[Opening RAW DATA section]

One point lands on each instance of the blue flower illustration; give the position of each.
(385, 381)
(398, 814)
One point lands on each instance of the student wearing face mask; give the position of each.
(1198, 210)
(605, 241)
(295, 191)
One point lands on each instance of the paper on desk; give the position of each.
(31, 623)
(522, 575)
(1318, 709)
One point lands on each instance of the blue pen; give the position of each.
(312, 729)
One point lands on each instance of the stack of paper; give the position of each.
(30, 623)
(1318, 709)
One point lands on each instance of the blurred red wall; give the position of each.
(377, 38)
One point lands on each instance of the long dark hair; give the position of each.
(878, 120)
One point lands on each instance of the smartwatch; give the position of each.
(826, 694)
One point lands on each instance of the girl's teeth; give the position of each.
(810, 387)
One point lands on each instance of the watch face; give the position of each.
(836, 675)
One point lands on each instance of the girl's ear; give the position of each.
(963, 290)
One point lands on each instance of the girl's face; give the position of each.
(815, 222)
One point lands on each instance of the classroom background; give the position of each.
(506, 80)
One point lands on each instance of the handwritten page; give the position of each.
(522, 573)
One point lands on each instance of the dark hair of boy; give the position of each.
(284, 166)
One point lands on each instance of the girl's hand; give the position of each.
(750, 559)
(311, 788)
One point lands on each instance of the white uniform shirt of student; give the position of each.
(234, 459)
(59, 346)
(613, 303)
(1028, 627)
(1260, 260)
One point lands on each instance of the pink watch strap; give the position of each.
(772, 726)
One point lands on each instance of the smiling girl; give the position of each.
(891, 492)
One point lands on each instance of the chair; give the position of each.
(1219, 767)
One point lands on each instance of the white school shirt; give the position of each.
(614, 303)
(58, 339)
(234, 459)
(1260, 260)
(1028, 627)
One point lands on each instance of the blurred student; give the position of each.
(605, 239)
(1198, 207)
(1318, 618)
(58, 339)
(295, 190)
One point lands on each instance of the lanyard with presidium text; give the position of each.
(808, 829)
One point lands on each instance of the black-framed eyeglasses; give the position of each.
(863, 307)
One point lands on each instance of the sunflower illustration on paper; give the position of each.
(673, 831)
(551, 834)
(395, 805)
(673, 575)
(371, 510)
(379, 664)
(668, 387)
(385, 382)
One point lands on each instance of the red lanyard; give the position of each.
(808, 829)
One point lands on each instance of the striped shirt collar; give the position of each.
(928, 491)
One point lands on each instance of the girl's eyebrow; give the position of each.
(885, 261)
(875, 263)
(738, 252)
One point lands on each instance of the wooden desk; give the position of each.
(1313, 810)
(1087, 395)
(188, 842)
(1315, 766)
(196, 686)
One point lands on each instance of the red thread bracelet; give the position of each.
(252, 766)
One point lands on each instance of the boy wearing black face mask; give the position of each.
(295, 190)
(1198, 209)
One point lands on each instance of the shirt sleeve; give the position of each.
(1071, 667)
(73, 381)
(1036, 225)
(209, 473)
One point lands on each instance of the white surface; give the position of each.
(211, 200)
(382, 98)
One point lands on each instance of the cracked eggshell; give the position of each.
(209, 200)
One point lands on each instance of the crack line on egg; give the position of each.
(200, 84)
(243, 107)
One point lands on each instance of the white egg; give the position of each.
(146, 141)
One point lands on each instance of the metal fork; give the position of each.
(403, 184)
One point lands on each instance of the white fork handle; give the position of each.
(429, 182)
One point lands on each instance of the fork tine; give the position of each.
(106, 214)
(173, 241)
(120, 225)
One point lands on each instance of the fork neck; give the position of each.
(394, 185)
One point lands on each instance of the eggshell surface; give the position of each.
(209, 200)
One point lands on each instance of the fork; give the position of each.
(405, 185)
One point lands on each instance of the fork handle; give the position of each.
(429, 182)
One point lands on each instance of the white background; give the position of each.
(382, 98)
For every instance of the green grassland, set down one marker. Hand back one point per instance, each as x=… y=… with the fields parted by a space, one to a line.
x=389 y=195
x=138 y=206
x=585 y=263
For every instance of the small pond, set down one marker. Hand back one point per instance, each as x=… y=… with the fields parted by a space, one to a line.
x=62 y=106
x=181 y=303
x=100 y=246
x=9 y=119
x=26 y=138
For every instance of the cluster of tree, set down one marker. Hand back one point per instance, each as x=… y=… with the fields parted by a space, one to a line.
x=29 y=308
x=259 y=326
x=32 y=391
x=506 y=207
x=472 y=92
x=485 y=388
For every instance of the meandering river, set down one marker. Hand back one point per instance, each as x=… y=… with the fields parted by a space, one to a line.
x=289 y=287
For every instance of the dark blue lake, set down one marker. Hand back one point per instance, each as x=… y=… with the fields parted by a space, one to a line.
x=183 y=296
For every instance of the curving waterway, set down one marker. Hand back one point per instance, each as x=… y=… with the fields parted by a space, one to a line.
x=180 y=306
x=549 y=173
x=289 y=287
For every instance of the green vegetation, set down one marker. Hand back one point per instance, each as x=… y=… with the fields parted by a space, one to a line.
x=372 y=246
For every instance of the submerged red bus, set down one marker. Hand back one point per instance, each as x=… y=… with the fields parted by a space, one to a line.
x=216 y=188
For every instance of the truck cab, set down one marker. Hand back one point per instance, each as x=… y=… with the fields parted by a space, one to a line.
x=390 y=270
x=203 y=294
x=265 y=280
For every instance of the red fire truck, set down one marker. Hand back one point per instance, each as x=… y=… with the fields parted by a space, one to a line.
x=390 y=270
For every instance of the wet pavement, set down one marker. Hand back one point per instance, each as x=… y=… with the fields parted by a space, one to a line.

[Closing RAW DATA section]

ACTIVITY - Write every line of the entries again, word for word.

RESULT OF THE TASK -
One point lands on each instance of the blue flower illustration; give the position of each.
(385, 381)
(398, 814)
One point lands on each instance of the student wearing face mask; give the position of each.
(1198, 210)
(605, 241)
(295, 191)
One point lands on each instance of the paper on desk; give the position of each.
(31, 623)
(522, 575)
(1318, 709)
One point lands on each instance of the blue pen; give the position of each.
(312, 729)
One point lands on each instance of the stack of paper; give the position of each.
(30, 623)
(1318, 709)
One point lands on each instance of the blurred red wall; give the position of each.
(377, 38)
One point lands on each instance of the long dark hair; give the position of each.
(878, 120)
One point lands on each instance of the smartwatch; give the position of each.
(826, 694)
One point lands on each instance of the girl's teeth; give the position of each.
(810, 387)
One point lands on each instance of the watch face; give the position of each.
(836, 675)
One point lands on each instance of the girl's ear; give the position of each.
(963, 290)
One point lands on each instance of the girl's face; give the position of each.
(815, 222)
One point lands on each instance of the classroom background; give the position of each.
(506, 80)
One point lands on each instance of the handwritten page; give the position of each.
(522, 573)
One point lands on each instance of the dark hair of boy; give the position of each.
(284, 166)
One point lands on each instance of the girl's hand; give the position of each.
(750, 559)
(311, 788)
One point lands on each instance of the white uniform shirt of student; give the position of each.
(234, 459)
(59, 346)
(613, 303)
(1028, 627)
(1260, 260)
One point lands on each instance of the pink watch strap; give the position of each.
(772, 726)
One point lands on each instance of the smiling girl; give the position of each.
(891, 492)
One point lands on each instance of the chair; give the position of each.
(1219, 767)
One point lands on each instance of the white school shirt; give the position of each.
(614, 303)
(58, 339)
(234, 459)
(1260, 260)
(1028, 627)
One point lands on each instance of the blurred student; give the position of each.
(605, 239)
(1198, 207)
(1318, 618)
(58, 339)
(295, 190)
One point lands on each instance of the lanyard with presidium text; give the position of each.
(808, 829)
One point lands on each instance of the black-framed eyeglasses; give the position of each.
(863, 307)
One point lands on each instance of the sunflower illustration on paper; give the position of each.
(673, 831)
(551, 834)
(395, 805)
(673, 575)
(371, 510)
(379, 664)
(668, 387)
(385, 382)
One point lands on each instance of the red lanyard; give the position of each.
(808, 829)
One point lands on each instance of the striped shirt collar; give the position of each.
(928, 491)
One point lands on each instance of the girl's eyebrow; give the position of each.
(885, 261)
(875, 263)
(738, 252)
One point lands on each instance of the wooden desk; give the position of each.
(1313, 810)
(1087, 395)
(188, 842)
(1315, 766)
(196, 686)
One point lands on each instance of the red thread bracelet; give the position of each.
(252, 766)
One point lands on each instance of the boy wearing black face mask; give the position of each.
(295, 190)
(1198, 209)
One point lands on each instance of the shirt sleeve; give the position of each.
(1071, 667)
(73, 381)
(1036, 225)
(209, 473)
One point lands on each instance of the white surface; give the position of each.
(211, 200)
(382, 98)
One point lands on each instance of the cracked eggshell; give the position of each.
(209, 200)
One point lands on each instance of the crack line on egg; give the position of each.
(200, 84)
(243, 107)
One point lands on each instance of the white egg; give the position of each.
(146, 141)
One point lands on each instance of the metal fork; give the position of each.
(403, 184)
One point lands on each instance of the white fork handle; give the position of each.
(429, 182)
One point lands on each instance of the fork tine; give the position of each.
(106, 214)
(173, 241)
(120, 225)
One point lands on each instance of the fork neck; give the position of each.
(394, 185)
One point lands on each instance of the eggshell surface; give the position of each.
(209, 200)
One point lands on each instance of the fork; give the position of each.
(405, 185)
One point lands on each instance of the fork handle; give the position of each.
(429, 182)
One point lands on each instance of the white background; give the position of each.
(382, 98)
For every instance of the green grassland, set down one marker. Hand back one point per instance, each as x=… y=… with the fields parted by a space, one to a line.
x=389 y=195
x=138 y=206
x=585 y=263
For every instance of the small pond, set down one marker. Hand back one point per instance, each as x=… y=… with the fields parted by a space, one to a line.
x=62 y=106
x=181 y=303
x=100 y=246
x=9 y=119
x=26 y=138
For every instance of the cluster of tree, set down one marker. Hand back one point per instance, each as x=… y=… with the fields parted by a space, one to a line.
x=29 y=308
x=259 y=326
x=32 y=391
x=506 y=207
x=472 y=92
x=485 y=388
For every instance of the meandering river, set down one marker. Hand back one point per instance, each as x=… y=… with the fields parted by a space, one to a line.
x=289 y=287
For every instance of the dark blue lake, set down one marker. Hand back one point per instance, each as x=… y=… with the fields parted by a space, one to a line.
x=183 y=296
For every instance of the curving waterway, set down one marker. Hand back one point per instance, each as x=… y=… with the fields parted by a space, one to a line.
x=180 y=306
x=549 y=173
x=289 y=287
For every instance of the green vegetation, set down one marker. Hand back one point per instance, each as x=… y=… with the fields parted by a space, one to a line.
x=372 y=246
For every instance of the submerged red bus, set down one marker. Hand back one point per instance, each as x=… y=… with the fields parted by a space, one to a line.
x=216 y=188
For every instance of the truck cab, set down one marker. Hand back one point per instance, each as x=… y=… with the fields parted by a space, one to a line.
x=390 y=270
x=203 y=294
x=265 y=280
For every instance of the red fire truck, set down one marker. Hand back one point per instance, each as x=… y=… with the fields parted by a space, one to a line.
x=390 y=270
For every instance of the wet pavement, set down one marker. Hand back one point per instance, each as x=… y=… with the fields parted by a space, one to a line.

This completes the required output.